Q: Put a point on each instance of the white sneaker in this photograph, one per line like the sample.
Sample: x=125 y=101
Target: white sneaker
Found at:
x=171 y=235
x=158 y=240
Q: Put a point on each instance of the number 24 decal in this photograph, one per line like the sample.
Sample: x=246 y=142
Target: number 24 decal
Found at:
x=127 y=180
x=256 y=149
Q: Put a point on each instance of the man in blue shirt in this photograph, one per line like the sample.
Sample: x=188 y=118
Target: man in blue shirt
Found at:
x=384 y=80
◇ ◇ ◇ ◇ ◇
**STATED EXERCISE**
Copy every line of the items above word for word, from the first to the last.

**WRITTEN ANSWER**
Q: Put a point on each instance of the white sneaker in this photograph, one per line like the sample.
Sample: x=125 y=101
Target: white sneaker
Found at:
x=171 y=235
x=158 y=240
Q: Put a point on each instance of the number 24 decal in this photograph, one per line like the sample.
Sample: x=246 y=142
Target: number 24 decal
Found at:
x=127 y=180
x=256 y=149
Q: Put a point on each instance of the man in blue shirt in this photograph, one per line like the sample.
Sample: x=188 y=118
Target: man in blue shirt
Found at:
x=384 y=80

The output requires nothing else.